◆ Source document
GPU: Storage buffer allocation alignment

Since the introduction of storage buffers in Blender, the calling code has been responsible for ensuring the buffer meets allocation requirements. All backends require the allocation size to be divisible by 16 bytes. Until now, this was sufficient, but with GPU subdivision changes, an external library must also adhere to these requirements. For OpenSubdiv (OSD), some buffers are not 16-byte aligned, leading to potential misallocation. Currently, this is mitigated by allocating a few extra bytes, but this approach has the drawback of potentially reading unintended bytes beyond the source buffer. This PR adopts a similar approach to vertex buffers: the backend handles extra byte allocation while ensuring data uploads and downloads function correctly without requiring those additional bytes. No changes were needed for Metal, as its allocation size is already aligned to 256 bytes. **Alternative solutions considered**: - Copying the CPU buffer to a larger buffer when needed (performance impact). - Modifying OSD buffers to allocate extra space (requires changes to an external library). - Implementing GPU_storagebuf_update_sub. Ref #135873 Pull Request: https://projects.blender.org/blender/blender/pulls/135716
2025-03-13 15:05:16 +01:00
parent e9af802330
commit 15d88e544a
9 changed files with 41 additions and 61 deletions
--- a/intern/opensubdiv/internal/evaluator/eval_output_gpu.cc
+++ b/intern/opensubdiv/internal/evaluator/eval_output_gpu.cc
@@ -18,11 +18,9 @@ namespace blender::opensubdiv {
 static GPUStorageBuf *create_patch_array_buffer(const PatchArrayVector &patch_arrays)
 {
  const size_t patch_array_size = sizeof(PatchArray);
-  const size_t patch_array_byte_site = patch_array_size * patch_arrays.size();
-  const size_t patch_array_alloc_size = (patch_array_byte_site + 15) & ~0b1111;
-  // TODO: potential read out of bounds.
+  const size_t patch_array_byte_size = patch_array_size * patch_arrays.size();
  GPUStorageBuf *storage_buf = GPU_storagebuf_create_ex(
-      patch_array_alloc_size, patch_arrays.data(), GPU_USAGE_STATIC, "osd_patch_array");
+      patch_array_byte_size, patch_arrays.data(), GPU_USAGE_STATIC, "osd_patch_array");
  return storage_buf;
 }

--- a/intern/opensubdiv/internal/evaluator/gpu_compute_evaluator.cc
+++ b/intern/opensubdiv/internal/evaluator/gpu_compute_evaluator.cc
@@ -55,13 +55,10 @@ template<class T> GPUStorageBuf *create_buffer(std::vector<T> const &src, const
    return nullptr;
  }

-  // TODO: this can lead to an out of bound read. `GPU_storagebuf_update` should have a number of
-  // bytes.
-  size_t buffer_size = src.size() * sizeof(T);
-  size_t buffer_alloc_size = (buffer_size + 15) & ~0b1111;
-
+  const size_t buffer_size = src.size() * sizeof(T);
  GPUStorageBuf *storage_buffer = GPU_storagebuf_create_ex(
-      buffer_alloc_size, &src.at(0), GPU_USAGE_STATIC, name);
+      buffer_size, &src.at(0), GPU_USAGE_STATIC, name);
+
  return storage_buffer;
 }

--- a/intern/opensubdiv/internal/evaluator/gpu_patch_table.cc
+++ b/intern/opensubdiv/internal/evaluator/gpu_patch_table.cc
@@ -47,29 +47,6 @@ GPUPatchTable::~GPUPatchTable()

◆ Listed entries
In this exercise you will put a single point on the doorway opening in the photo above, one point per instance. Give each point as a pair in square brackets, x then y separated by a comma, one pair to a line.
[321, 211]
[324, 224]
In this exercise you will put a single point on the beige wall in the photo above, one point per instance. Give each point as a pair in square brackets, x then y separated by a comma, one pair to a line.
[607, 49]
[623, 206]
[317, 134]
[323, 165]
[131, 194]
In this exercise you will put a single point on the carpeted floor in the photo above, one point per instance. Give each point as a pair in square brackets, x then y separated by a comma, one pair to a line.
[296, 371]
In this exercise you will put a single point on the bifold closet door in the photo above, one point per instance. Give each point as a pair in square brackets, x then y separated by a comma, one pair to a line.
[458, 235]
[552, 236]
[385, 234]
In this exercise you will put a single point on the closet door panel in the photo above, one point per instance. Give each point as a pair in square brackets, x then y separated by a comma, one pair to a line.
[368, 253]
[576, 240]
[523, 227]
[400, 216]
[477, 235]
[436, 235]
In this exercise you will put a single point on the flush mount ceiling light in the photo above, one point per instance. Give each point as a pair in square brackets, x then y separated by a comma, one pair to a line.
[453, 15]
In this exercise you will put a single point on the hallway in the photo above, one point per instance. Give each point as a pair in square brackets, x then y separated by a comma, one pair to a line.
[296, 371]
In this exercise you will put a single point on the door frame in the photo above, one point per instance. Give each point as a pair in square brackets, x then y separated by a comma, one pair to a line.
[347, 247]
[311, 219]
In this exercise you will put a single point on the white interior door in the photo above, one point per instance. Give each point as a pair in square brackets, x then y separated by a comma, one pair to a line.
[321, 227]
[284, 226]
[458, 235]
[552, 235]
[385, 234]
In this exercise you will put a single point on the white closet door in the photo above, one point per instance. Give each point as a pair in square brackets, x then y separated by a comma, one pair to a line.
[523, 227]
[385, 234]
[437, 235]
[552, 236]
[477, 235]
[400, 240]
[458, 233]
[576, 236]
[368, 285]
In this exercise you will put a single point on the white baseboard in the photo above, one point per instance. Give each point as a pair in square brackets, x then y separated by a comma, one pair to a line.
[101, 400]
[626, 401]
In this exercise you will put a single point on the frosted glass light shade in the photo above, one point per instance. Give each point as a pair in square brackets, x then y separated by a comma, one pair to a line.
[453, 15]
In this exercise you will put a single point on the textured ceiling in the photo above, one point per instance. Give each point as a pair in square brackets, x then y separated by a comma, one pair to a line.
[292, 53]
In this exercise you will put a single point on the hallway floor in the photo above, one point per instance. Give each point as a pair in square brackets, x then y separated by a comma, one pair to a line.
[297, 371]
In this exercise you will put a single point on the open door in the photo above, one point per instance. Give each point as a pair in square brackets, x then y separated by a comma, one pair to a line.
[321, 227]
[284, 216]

◆ Instruction
Write the next part of the commit on storage buffer alignment, picking up after its last line. The listing has nothing to do with this.

◆ Result for this task
  discard_list(_fvarParamBuffers);
 }

-/**
- * Storage buffers sizes needs to be divisable by 16 (float4).
- */
-static size_t storage_buffer_size(size_t size)
-{
-  return (size + 15) & (~0b1111);
-}
-
-/**
- * Function to create a storage buffer and upload it with data.
- *
- * - Ensures that allocated size is aligned to 16 byte
- * - WARNING: Can read from not allocated data after `data`.
- */
-// TODO: this means that if buffer size is adjusted we need to copy into a temp buffer otherwise we
-// could read out of bounds. The performance impact of this is measurable so I would suggest to
-// support GPU_storagebuf_update() with a max len to update.
-static GPUStorageBuf *storage_buffer_create(size_t size, const void *data, const char *name)
-{
-  size_t storage_size = storage_buffer_size(size);
-  return GPU_storagebuf_create_ex(storage_size, data, GPU_USAGE_STATIC, name);
-}
-
 bool GPUPatchTable::allocate(PatchTable const *far_patch_table)
 {
  CpuPatchTable patch_table(far_patch_table);
@@ -81,25 +58,29 @@ bool GPUPatchTable::allocate(PatchTable const *far_patch_table)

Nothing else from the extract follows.